(Point annotation dataset records)
'''
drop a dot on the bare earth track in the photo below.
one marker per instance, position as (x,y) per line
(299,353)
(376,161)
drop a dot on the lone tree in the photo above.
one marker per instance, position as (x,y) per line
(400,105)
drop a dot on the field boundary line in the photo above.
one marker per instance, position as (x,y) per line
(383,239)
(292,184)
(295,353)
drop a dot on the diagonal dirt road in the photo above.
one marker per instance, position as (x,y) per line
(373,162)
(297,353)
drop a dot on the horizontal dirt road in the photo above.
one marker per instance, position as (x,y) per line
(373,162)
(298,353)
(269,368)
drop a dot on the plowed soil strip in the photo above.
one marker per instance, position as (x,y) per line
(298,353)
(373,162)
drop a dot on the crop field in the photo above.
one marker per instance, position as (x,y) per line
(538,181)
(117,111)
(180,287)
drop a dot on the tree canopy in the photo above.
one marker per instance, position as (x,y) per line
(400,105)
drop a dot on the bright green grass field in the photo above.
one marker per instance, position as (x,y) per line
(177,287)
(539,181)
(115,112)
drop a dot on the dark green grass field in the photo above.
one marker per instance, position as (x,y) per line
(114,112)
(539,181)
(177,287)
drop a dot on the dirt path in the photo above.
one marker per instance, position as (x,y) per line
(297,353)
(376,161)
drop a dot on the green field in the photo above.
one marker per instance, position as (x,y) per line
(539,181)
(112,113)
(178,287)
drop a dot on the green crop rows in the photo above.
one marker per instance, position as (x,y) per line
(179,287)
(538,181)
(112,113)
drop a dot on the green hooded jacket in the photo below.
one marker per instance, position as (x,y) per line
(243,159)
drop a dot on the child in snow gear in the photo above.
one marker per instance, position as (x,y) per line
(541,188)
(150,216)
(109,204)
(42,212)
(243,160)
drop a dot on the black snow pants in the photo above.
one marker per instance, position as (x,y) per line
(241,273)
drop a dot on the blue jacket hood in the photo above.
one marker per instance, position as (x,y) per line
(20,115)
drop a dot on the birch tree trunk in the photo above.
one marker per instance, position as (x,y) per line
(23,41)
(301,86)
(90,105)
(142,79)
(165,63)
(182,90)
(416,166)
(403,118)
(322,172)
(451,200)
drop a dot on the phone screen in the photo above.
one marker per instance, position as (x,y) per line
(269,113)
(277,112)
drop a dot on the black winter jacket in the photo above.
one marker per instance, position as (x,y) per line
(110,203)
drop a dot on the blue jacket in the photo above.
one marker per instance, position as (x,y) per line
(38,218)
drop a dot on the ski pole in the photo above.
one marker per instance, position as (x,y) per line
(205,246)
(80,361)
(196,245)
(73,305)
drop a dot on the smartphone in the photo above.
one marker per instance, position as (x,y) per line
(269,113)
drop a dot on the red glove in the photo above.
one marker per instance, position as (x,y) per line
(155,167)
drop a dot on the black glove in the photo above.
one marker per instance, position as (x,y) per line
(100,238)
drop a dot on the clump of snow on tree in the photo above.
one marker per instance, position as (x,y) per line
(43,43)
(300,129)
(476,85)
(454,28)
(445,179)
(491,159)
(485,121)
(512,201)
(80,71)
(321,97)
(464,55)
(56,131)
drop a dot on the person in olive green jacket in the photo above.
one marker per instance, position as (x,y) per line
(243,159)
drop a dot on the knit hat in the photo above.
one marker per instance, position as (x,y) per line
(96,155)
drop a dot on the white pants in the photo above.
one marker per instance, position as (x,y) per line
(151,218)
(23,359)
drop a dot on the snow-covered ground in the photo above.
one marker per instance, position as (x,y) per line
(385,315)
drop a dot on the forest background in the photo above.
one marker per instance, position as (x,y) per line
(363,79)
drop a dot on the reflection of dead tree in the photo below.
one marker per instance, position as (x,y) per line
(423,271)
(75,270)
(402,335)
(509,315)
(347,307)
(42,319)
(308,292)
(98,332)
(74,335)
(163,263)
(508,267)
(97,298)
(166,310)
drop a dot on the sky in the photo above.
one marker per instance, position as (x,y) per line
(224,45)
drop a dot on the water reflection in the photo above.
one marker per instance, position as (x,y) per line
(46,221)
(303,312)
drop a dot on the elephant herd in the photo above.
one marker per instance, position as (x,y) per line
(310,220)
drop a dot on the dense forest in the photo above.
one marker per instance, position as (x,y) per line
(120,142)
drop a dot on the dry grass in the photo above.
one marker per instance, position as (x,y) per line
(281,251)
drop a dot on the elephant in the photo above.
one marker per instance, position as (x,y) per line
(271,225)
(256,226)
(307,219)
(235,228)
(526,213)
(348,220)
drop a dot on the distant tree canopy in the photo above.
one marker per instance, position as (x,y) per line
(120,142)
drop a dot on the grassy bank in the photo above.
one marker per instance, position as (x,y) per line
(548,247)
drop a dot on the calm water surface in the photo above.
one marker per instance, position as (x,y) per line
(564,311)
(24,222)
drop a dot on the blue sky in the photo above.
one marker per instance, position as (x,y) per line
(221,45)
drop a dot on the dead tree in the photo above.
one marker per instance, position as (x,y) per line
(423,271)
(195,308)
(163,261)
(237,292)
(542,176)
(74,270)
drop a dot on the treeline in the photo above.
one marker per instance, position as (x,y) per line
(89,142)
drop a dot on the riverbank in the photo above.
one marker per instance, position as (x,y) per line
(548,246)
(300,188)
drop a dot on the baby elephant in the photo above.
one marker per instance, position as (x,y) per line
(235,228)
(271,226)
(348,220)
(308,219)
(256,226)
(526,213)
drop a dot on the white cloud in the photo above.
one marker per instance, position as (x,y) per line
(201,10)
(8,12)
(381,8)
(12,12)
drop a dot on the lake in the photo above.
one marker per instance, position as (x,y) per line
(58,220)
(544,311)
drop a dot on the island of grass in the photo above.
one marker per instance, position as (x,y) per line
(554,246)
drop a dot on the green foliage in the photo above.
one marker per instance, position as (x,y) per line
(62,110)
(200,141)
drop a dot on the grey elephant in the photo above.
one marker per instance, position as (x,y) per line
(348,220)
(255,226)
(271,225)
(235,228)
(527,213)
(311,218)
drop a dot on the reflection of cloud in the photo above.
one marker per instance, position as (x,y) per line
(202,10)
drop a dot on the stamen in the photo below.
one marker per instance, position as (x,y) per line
'''
**THE REQUEST**
Recopy all the lines exactly as they appear.

**SOLVED EXERCISE**
drop a dot on the bare earth track in the photo below.
one marker per instance, position as (x,y) per line
(299,353)
(376,161)
drop a dot on the lone tree in the photo above.
one marker per instance, position as (x,y) per line
(400,105)
drop a dot on the field boundary line in the photo above.
one marker per instance, position as (x,y) per line
(383,239)
(292,184)
(295,353)
drop a dot on the diagonal dirt road in the photo above.
one marker per instance, position as (x,y) per line
(373,162)
(297,353)
drop a dot on the horizontal dirt road in the photo above.
one marker per instance, position as (x,y) per line
(373,162)
(298,353)
(269,368)
drop a dot on the plowed soil strip in the photo above.
one marker per instance, position as (x,y) per line
(298,353)
(373,162)
drop a dot on the crop field in the photo above.
one marker per instance, position as (x,y) per line
(538,181)
(117,111)
(180,287)
drop a dot on the tree canopy in the photo above.
one marker per instance, position as (x,y) per line
(400,105)
drop a dot on the bright green grass field in the photo above.
one marker per instance, position as (x,y) per line
(177,287)
(539,181)
(115,112)
drop a dot on the dark green grass field in the photo above.
one marker per instance, position as (x,y) per line
(114,112)
(539,181)
(177,287)
drop a dot on the dirt path in the photo above.
one marker per instance, position as (x,y) per line
(297,353)
(376,161)
drop a dot on the green field in the photo above.
one marker per instance, position as (x,y) per line
(539,181)
(112,113)
(178,287)
drop a dot on the green crop rows in the photo above.
one marker per instance, position as (x,y) per line
(179,287)
(538,181)
(112,113)
drop a dot on the green hooded jacket in the photo below.
one marker per instance, position as (x,y) per line
(243,159)
drop a dot on the child in snow gear in the photo above.
one marker per instance, position as (x,y) per line
(541,188)
(150,216)
(109,204)
(42,212)
(243,160)
drop a dot on the black snow pants in the photo above.
one marker per instance, position as (x,y) per line
(241,273)
drop a dot on the blue jacket hood in the photo above.
one marker per instance, position as (x,y) per line
(20,115)
drop a dot on the birch tree trunk in the photo above.
one marker per instance, position as (x,y) per line
(23,41)
(301,86)
(90,105)
(142,79)
(165,63)
(182,90)
(416,166)
(403,118)
(322,172)
(451,200)
drop a dot on the phone screen in the photo above.
one marker per instance, position as (x,y) per line
(269,113)
(277,112)
drop a dot on the black winter jacket in the photo above.
one marker per instance, position as (x,y) per line
(110,203)
drop a dot on the blue jacket in the photo above.
one marker per instance, position as (x,y) per line
(38,218)
drop a dot on the ski pole in the photo above.
one marker per instance, position as (x,y) per line
(205,246)
(80,361)
(196,245)
(73,305)
drop a dot on the smartphone in the photo above.
one marker per instance, position as (x,y) per line
(269,113)
drop a dot on the red glove in the photo above.
one marker per instance, position as (x,y) per line
(155,167)
drop a dot on the black glove in the photo above.
one marker per instance, position as (x,y) per line
(100,238)
drop a dot on the clump of snow on tree in the photo above.
one marker per instance, position as (x,y) per line
(43,43)
(300,129)
(476,85)
(454,28)
(445,179)
(491,159)
(485,121)
(512,201)
(80,71)
(321,97)
(464,55)
(56,131)
drop a dot on the person in olive green jacket in the photo above.
one marker per instance, position as (x,y) per line
(243,159)
drop a dot on the knit hat in the photo above.
one marker per instance, position as (x,y) per line
(96,155)
drop a dot on the white pants in the photo above.
one marker per instance, position as (x,y) per line
(151,218)
(23,359)
drop a dot on the snow-covered ground in the photo above.
one marker per instance, position as (x,y) per line
(385,315)
drop a dot on the forest background in the photo above.
one marker per instance, position as (x,y) per line
(363,79)
drop a dot on the reflection of dead tree in the photo below.
one marker per instance, position as (x,y) per line
(423,271)
(75,270)
(402,335)
(509,315)
(347,307)
(42,319)
(308,292)
(98,332)
(74,335)
(163,263)
(508,267)
(97,298)
(166,310)
drop a dot on the sky in the photo above.
one marker per instance, position as (x,y) per line
(224,45)
drop a dot on the water reflection in the photo above.
one marker per instance, position as (x,y) per line
(46,221)
(303,312)
drop a dot on the elephant herd in the photo above.
one marker per instance, position as (x,y) per line
(310,220)
drop a dot on the dense forest in the photo above.
one marker per instance, position as (x,y) per line
(120,142)
drop a dot on the dry grass in the photo above.
one marker per instance, position as (x,y) per line
(281,251)
drop a dot on the elephant in the photo above.
one marker per instance, position as (x,y) per line
(271,225)
(256,226)
(307,219)
(235,228)
(526,213)
(348,220)
drop a dot on the distant tree canopy in the photo above.
one marker per instance, position as (x,y) per line
(120,142)
drop a dot on the grassy bank in the photo above.
one marker per instance, position as (x,y) per line
(548,247)
drop a dot on the calm water surface in the photo above.
one marker per instance, position as (x,y) per line
(564,311)
(24,222)
drop a dot on the blue sky in the photo above.
one marker per instance, position as (x,y) per line
(221,45)
drop a dot on the dead tree in the photo above.
one marker per instance, position as (x,y) per line
(423,271)
(195,308)
(163,261)
(237,292)
(542,176)
(74,270)
drop a dot on the treeline in the photo above.
one marker per instance, position as (x,y) per line
(89,142)
drop a dot on the riverbank in the photo above.
one marker per instance, position as (x,y) per line
(548,246)
(300,188)
drop a dot on the baby elephant in the photo above.
one marker per instance, position as (x,y) per line
(235,228)
(271,226)
(348,220)
(308,219)
(256,226)
(526,213)
drop a dot on the white cloud in the photo above.
one marker per instance, position as (x,y) per line
(201,10)
(8,12)
(381,8)
(12,12)
drop a dot on the lake in the photo above.
one marker per instance, position as (x,y) per line
(58,220)
(544,311)
drop a dot on the island of grass in the photo above.
one marker per instance, position as (x,y) per line
(554,246)
drop a dot on the green foliage in the photo above.
one marker per instance, position as (x,y) per line
(62,110)
(200,141)
drop a dot on the grey elephant in the photo above.
one marker per instance, position as (x,y) per line
(348,220)
(255,226)
(271,225)
(235,228)
(527,213)
(311,218)
drop a dot on the reflection of cloud in the photo above.
one marker per instance, position as (x,y) per line
(202,10)
drop a dot on the stamen in the photo below.
one marker per instance, position as (x,y) per line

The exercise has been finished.